--- Stored items ---

--- START ---

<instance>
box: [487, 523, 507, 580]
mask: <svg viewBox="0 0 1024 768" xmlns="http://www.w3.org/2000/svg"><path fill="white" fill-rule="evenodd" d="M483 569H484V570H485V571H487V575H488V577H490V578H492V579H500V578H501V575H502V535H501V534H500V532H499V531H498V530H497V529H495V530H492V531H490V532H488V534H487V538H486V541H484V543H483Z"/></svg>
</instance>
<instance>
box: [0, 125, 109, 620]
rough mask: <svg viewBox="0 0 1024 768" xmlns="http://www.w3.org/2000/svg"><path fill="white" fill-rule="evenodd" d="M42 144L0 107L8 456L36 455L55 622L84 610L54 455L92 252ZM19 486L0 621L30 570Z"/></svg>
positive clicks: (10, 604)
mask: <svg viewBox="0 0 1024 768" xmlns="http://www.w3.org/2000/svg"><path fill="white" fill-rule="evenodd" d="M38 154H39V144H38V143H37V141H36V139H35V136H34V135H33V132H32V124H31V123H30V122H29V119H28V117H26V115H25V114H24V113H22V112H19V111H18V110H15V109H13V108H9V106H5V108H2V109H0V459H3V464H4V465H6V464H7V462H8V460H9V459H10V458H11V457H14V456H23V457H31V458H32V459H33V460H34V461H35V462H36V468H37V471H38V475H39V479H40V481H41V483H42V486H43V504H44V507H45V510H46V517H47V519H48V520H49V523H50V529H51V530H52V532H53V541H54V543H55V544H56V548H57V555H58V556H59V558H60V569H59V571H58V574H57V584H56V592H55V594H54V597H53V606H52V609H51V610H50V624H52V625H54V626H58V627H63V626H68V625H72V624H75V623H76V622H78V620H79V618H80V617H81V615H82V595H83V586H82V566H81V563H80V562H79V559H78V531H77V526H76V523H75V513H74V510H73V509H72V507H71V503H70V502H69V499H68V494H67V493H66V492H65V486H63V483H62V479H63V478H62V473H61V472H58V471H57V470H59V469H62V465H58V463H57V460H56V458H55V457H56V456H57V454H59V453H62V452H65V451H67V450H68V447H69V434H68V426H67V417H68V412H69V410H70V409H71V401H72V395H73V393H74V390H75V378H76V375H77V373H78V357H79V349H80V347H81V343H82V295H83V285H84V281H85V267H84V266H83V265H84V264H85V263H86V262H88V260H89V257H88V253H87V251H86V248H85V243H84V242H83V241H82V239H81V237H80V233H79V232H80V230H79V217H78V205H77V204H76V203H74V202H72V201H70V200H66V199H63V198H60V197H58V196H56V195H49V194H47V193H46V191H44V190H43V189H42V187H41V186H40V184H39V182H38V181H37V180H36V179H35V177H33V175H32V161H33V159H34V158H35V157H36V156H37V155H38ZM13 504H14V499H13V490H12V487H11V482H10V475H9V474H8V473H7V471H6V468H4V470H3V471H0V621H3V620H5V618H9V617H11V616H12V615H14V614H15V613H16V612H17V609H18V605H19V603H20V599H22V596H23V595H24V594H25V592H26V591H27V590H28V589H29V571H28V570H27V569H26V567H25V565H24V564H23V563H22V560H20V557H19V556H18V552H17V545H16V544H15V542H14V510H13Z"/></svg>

--- END ---

--- Directions for this task ---
Output every entry exactly.

--- Result ---
<instance>
box: [487, 523, 507, 580]
mask: <svg viewBox="0 0 1024 768" xmlns="http://www.w3.org/2000/svg"><path fill="white" fill-rule="evenodd" d="M483 569H484V570H485V571H487V575H488V577H490V578H492V579H500V578H501V575H502V535H501V534H500V532H499V531H498V530H497V529H495V530H492V531H490V532H488V534H487V538H486V541H484V543H483Z"/></svg>
</instance>
<instance>
box: [0, 125, 109, 620]
rough mask: <svg viewBox="0 0 1024 768" xmlns="http://www.w3.org/2000/svg"><path fill="white" fill-rule="evenodd" d="M42 144L0 107L8 456L36 455L55 622L84 610L54 455L92 252ZM19 486L0 621L30 570Z"/></svg>
positive clicks: (10, 604)
mask: <svg viewBox="0 0 1024 768" xmlns="http://www.w3.org/2000/svg"><path fill="white" fill-rule="evenodd" d="M38 154H39V144H38V143H37V141H36V139H35V136H34V135H33V132H32V124H31V123H30V122H29V119H28V117H26V115H25V114H24V113H22V112H19V111H18V110H15V109H13V108H9V106H5V108H2V109H0V459H3V464H4V465H6V464H7V462H8V460H9V459H10V458H11V457H14V456H23V457H31V458H32V459H33V460H34V461H35V462H36V468H37V471H38V475H39V479H40V481H41V483H42V486H43V504H44V507H45V510H46V517H47V519H48V520H49V523H50V529H51V530H52V532H53V541H54V543H55V544H56V548H57V555H58V556H59V558H60V569H59V571H58V574H57V584H56V592H55V594H54V597H53V606H52V609H51V610H50V624H52V625H54V626H58V627H63V626H68V625H72V624H75V623H76V622H78V620H79V618H80V617H81V615H82V595H83V586H82V566H81V563H80V562H79V559H78V531H77V526H76V523H75V513H74V510H73V509H72V507H71V503H70V502H69V499H68V494H67V493H66V492H65V486H63V483H62V479H63V478H62V473H61V472H58V471H57V470H59V469H62V465H58V463H57V460H56V458H55V457H56V456H57V454H59V453H62V452H65V451H67V450H68V447H69V434H68V426H67V417H68V412H69V410H70V409H71V401H72V395H73V393H74V390H75V378H76V375H77V373H78V357H79V349H80V347H81V343H82V295H83V285H84V281H85V267H84V266H83V265H84V264H85V263H86V262H88V260H89V257H88V253H87V251H86V248H85V243H84V242H83V241H82V239H81V237H80V233H79V232H80V230H79V217H78V205H77V204H76V203H74V202H72V201H70V200H66V199H63V198H60V197H58V196H56V195H49V194H47V193H46V191H44V190H43V189H42V187H41V186H40V184H39V182H38V181H37V180H36V179H35V177H33V175H32V161H33V159H34V158H35V157H36V156H37V155H38ZM13 504H14V499H13V490H12V487H11V482H10V475H9V474H8V473H7V471H6V468H4V470H3V471H0V621H3V620H5V618H9V617H11V616H12V615H14V614H15V613H16V612H17V609H18V605H19V603H20V599H22V596H23V595H24V594H25V592H26V591H27V590H28V589H29V571H28V570H27V569H26V567H25V565H24V564H23V563H22V560H20V557H19V556H18V552H17V545H16V544H15V542H14V510H13Z"/></svg>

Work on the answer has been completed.